◆ **RECORDS TO USE**

--

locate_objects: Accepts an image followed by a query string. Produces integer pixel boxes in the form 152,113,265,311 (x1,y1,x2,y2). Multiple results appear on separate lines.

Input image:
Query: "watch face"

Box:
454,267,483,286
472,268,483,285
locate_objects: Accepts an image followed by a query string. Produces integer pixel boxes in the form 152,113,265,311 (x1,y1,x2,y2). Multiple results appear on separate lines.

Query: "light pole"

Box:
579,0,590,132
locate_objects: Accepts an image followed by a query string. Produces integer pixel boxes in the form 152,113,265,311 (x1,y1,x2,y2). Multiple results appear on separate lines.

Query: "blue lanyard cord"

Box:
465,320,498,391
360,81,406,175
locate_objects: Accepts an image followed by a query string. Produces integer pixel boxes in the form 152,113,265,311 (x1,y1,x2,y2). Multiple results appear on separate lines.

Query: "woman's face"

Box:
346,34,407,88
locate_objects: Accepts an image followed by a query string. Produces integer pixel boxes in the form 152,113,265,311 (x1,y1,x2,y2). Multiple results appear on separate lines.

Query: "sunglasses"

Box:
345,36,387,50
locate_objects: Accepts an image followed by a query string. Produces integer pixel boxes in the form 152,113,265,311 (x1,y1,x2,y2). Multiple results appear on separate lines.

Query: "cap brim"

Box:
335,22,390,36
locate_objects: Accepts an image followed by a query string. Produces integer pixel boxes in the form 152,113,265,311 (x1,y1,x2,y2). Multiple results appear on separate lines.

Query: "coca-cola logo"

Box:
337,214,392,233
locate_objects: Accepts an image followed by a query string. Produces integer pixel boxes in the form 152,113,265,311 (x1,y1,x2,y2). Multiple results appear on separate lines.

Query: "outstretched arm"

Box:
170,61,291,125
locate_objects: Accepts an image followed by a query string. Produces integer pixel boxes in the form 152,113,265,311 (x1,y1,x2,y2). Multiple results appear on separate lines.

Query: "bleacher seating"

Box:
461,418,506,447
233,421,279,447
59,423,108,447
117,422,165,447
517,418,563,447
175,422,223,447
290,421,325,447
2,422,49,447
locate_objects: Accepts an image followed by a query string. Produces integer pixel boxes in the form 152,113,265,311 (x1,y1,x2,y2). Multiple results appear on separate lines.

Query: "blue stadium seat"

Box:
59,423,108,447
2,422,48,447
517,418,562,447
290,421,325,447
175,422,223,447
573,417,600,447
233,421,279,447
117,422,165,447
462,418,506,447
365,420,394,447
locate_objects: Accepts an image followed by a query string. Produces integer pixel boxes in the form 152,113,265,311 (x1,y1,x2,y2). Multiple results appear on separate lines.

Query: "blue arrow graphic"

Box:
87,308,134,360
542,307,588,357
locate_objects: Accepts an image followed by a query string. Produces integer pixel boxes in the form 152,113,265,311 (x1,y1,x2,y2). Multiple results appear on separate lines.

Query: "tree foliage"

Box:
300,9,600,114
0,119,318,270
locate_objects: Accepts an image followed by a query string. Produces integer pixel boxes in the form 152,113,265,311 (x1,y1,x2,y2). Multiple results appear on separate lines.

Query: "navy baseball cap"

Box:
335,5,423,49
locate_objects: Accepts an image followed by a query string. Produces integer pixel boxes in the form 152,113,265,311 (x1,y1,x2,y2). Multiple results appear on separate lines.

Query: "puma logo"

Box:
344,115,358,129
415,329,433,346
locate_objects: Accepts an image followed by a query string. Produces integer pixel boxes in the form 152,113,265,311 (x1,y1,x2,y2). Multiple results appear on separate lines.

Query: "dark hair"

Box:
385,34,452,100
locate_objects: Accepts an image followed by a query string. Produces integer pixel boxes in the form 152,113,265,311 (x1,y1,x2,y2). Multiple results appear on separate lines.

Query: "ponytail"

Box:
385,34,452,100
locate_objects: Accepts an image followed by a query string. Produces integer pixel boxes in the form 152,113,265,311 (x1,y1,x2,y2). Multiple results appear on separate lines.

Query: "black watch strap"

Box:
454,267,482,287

--

◆ **WORK INSTRUCTIONS**
Find every line in the records that contains the word "blue" and copy each one.

◆ **RESPONSE**
Query: "blue lanyard cord"
Query: "blue stadium seat"
Query: "blue arrow graphic"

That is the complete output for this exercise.